Stated exercise » Collect every line in the records below that contains the word "foot", and copy each such line in full. Letter case must match.

Records shown »

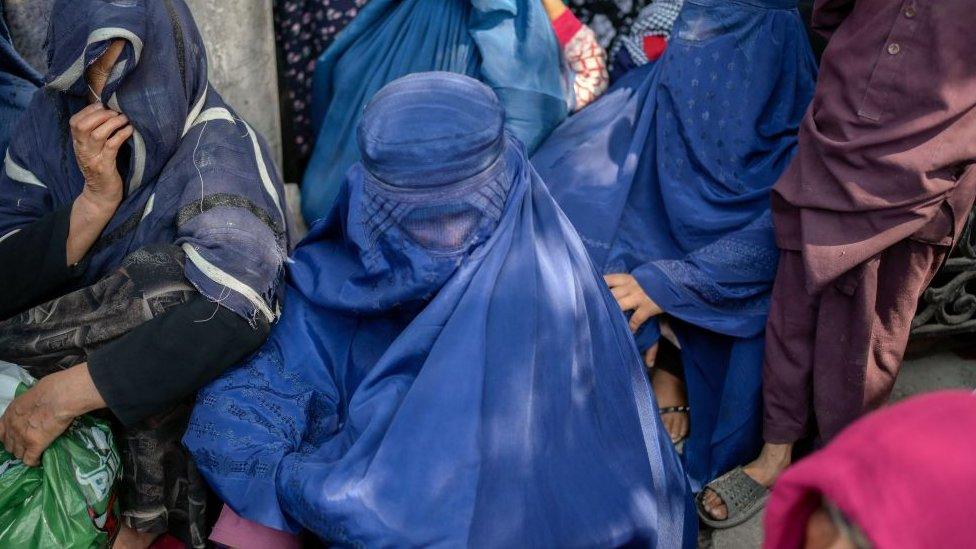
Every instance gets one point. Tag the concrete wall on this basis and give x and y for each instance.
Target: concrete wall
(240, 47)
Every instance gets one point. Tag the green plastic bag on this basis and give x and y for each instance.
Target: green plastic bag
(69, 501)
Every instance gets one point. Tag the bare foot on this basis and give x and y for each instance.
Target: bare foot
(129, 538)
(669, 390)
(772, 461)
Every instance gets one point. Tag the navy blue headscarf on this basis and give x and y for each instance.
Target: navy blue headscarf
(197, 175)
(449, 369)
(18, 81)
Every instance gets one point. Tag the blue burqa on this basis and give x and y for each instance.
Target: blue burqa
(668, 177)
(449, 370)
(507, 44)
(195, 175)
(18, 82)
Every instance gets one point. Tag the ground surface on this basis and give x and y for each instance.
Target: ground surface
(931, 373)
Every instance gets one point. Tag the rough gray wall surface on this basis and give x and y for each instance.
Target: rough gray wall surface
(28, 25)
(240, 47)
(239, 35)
---
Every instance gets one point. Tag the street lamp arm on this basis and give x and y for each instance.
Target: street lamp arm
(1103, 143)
--
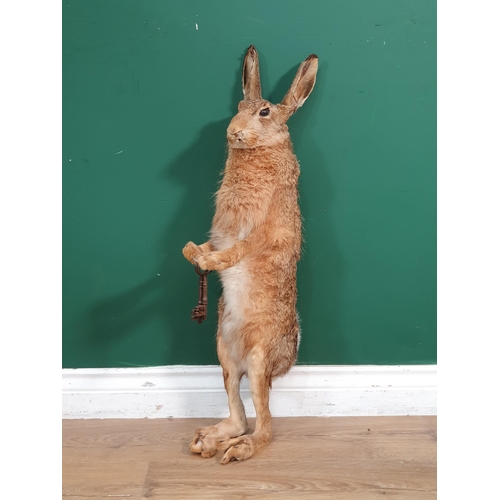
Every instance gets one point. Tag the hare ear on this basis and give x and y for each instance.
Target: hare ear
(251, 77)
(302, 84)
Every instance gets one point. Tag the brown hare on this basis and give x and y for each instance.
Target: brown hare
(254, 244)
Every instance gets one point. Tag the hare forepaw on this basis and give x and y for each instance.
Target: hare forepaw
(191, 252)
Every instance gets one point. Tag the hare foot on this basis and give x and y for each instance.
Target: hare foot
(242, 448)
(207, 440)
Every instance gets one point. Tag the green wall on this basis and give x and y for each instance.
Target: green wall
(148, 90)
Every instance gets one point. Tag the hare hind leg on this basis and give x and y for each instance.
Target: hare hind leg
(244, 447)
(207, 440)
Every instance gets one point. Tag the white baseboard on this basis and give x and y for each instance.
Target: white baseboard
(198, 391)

Solution »
Every instance gets one point. Tag the bare foot on this basis and give x and y for each instance.
Target: bare foot
Every instance gets one point. Tag the hare foot on this basis and give x and y for each instance.
Target: hare foot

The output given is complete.